▶ **STATED PROBLEM**:
Write out each line beneath this one exactly as it reads.

* START *

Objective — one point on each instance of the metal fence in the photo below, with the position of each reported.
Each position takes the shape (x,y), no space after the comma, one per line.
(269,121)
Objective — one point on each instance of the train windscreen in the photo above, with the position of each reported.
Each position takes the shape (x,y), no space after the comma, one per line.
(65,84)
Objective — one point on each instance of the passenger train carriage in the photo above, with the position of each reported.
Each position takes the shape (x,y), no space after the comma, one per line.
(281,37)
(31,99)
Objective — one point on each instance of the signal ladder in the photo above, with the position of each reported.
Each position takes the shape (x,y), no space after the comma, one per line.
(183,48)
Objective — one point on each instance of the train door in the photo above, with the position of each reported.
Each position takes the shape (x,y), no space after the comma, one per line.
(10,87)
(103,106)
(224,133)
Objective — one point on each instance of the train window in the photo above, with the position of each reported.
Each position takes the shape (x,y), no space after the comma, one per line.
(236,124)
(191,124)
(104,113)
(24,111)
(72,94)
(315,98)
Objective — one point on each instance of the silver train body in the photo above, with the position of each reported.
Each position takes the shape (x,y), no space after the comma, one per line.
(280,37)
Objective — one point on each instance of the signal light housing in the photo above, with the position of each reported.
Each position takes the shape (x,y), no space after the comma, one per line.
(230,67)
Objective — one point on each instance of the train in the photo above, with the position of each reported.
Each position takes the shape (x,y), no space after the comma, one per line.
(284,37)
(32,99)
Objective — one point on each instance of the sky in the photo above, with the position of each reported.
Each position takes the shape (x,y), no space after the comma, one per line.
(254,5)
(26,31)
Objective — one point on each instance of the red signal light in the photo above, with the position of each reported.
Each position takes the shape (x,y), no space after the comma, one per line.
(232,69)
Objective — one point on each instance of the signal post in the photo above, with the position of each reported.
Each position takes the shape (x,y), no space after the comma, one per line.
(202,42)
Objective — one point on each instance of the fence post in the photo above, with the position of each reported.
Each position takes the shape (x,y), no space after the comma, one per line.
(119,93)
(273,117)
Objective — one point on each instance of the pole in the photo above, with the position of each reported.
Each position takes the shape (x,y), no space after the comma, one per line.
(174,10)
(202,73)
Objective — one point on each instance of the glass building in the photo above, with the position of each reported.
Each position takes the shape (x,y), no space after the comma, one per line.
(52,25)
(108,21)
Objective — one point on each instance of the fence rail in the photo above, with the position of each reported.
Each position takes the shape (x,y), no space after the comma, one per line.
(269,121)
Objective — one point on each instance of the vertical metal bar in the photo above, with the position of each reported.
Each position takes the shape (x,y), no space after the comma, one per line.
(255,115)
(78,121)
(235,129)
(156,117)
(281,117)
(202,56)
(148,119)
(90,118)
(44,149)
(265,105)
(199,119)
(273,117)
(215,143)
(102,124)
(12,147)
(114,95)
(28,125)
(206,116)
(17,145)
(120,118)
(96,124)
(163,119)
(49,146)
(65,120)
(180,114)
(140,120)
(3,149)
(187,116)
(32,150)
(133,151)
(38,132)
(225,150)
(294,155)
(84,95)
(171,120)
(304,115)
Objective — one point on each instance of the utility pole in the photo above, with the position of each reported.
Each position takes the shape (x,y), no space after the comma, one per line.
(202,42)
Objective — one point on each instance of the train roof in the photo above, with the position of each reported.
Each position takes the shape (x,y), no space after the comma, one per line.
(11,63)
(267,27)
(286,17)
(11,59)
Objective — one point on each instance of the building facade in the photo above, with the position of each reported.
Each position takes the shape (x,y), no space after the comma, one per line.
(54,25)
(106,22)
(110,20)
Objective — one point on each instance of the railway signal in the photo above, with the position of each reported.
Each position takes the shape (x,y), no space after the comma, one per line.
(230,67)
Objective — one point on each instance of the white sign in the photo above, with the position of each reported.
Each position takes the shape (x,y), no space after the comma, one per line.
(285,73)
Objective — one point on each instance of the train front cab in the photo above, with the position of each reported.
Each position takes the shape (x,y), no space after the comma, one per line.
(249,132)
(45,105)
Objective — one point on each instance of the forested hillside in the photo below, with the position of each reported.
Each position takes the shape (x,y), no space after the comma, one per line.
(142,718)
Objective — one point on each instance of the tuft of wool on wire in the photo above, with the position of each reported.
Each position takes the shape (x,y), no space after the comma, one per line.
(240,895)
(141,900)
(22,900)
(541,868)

* END *

▶ **RESULT BELOW**:
Objective — one point on each instance of the metal fence in the photo below, with the position of each reported.
Each position takes the shape (x,y), no space after the comma, one per line.
(269,121)
Objective — one point on each instance of the train windscreen in the photo above, with the position of each reported.
Each position takes the shape (x,y), no space after the comma, one per line.
(65,84)
Objective — one point on each instance of the passenger train carriage in the photo above, with the position of each reported.
Each position takes the shape (x,y), no space after the comma, one per line.
(281,37)
(31,99)
Objective — one point on each instance of the signal ladder in the photo above, with the position of each reported.
Each position takes the shape (x,y), no space after the comma, one per line.
(183,48)
Objective — one point on each instance of the train door in the photo above, with the position of each reported.
Each position takes the shape (x,y), no space after the comma, one per line.
(10,87)
(103,106)
(224,133)
Objective — one point on each instance of the train window in the photo above, with the position of each reported.
Each position takes the shape (x,y), no space after the comma, one per line.
(236,124)
(191,124)
(104,113)
(24,111)
(72,94)
(315,98)
Objective — one point on each instance of the silver train body in the photo above, with the position of each reported.
Each position takes the shape (x,y), no space after the comma, one per line.
(280,37)
Objective — one point on each instance of the signal light housing in the photo above, with the position of each reported.
Each position takes the shape (x,y), no space after the comma, one per line.
(230,67)
Objective — one point on each instance of the train in the photo above, with the position of each reported.
Each position takes the shape (x,y), no space after the comma, one per line.
(284,37)
(32,99)
Objective — one point on each instance of the sky in the photo above, with the position of each reported.
Each position takes the shape (x,y), no space after the comma, one per line.
(254,5)
(26,31)
Objective — one point on each instance of the red signal light in the photo above, with the position of each reported.
Each position takes the shape (x,y), no space after the comma, one per line.
(232,69)
Objective — one point on each instance of the signal post in the photo above, with the position of each reported.
Each position takes the shape (x,y), no space after the comma, one per line.
(202,42)
Objective — one point on each instance of the fence post in the photo above, with the position of each reported.
Each position takes the shape (x,y), no space after the comma, one per line.
(119,93)
(273,117)
Objective — one point on each instance of the pole in the photo above, with the position of each reported.
Each position takes the shape (x,y), no space after the comma, one per line.
(174,10)
(202,73)
Objective — one point on each instance of the glass building in the photo above, with the position of each reported.
Each position takes the shape (x,y), no space after the comma, one per line.
(52,25)
(108,21)
Objective — one point on each instance of the fence rail in the photo above, with the position of each reported.
Each position takes the shape (x,y), no space after the comma, one per line.
(269,121)
Objective — one point on each instance of the vertical metal bar in the photo above, with the position of each reported.
Each position takes the shape (x,y), no space after the comma, one per line.
(255,115)
(78,121)
(235,129)
(156,117)
(281,117)
(202,56)
(148,119)
(90,118)
(44,149)
(265,105)
(199,119)
(273,117)
(215,143)
(102,124)
(12,147)
(114,95)
(28,125)
(206,116)
(17,145)
(120,118)
(96,124)
(163,119)
(49,146)
(65,120)
(180,114)
(140,120)
(3,149)
(187,116)
(32,150)
(133,151)
(38,132)
(225,150)
(294,155)
(84,95)
(171,120)
(304,115)
Objective — one point on each instance of the utility pole in the photo above, with the position of each reported.
Each position takes the shape (x,y), no space after the comma, one per line.
(202,42)
Objective — one point on each instance of the train roof in the photo above, with the position of each reported.
Each position takes the shape (x,y), no space after the comma, one per line.
(11,63)
(267,27)
(286,17)
(11,59)
Objective — one point on each instance of the building facade in the photo above, with the position of each reported.
Each position takes the shape (x,y), no space after the comma, one per line.
(54,25)
(106,22)
(110,20)
Objective — one point on each instance of the railway signal in the photo above, with the position of each reported.
Each position takes the shape (x,y), no space after the comma, one per line.
(230,67)
Objective — one point on each instance of the white sign in the photo above, with the position of each reported.
Each position takes the shape (x,y), no space after the comma, one per line.
(285,73)
Objective — one point on each instance of the train front cab in the photo above, with the position of each reported.
Each position takes the shape (x,y), no space after the comma, one per line.
(249,132)
(45,105)
Objective — one point on each instance of the forested hillside in the photo below, with the position of each reported.
Each position takes the shape (x,y), no space after the comma, one per line.
(142,718)
Objective — one point on each instance of the tuft of wool on wire in the photo above, with the position of each reported.
Each position takes the shape (x,y), no space after the comma, one per line.
(240,895)
(141,900)
(22,900)
(541,868)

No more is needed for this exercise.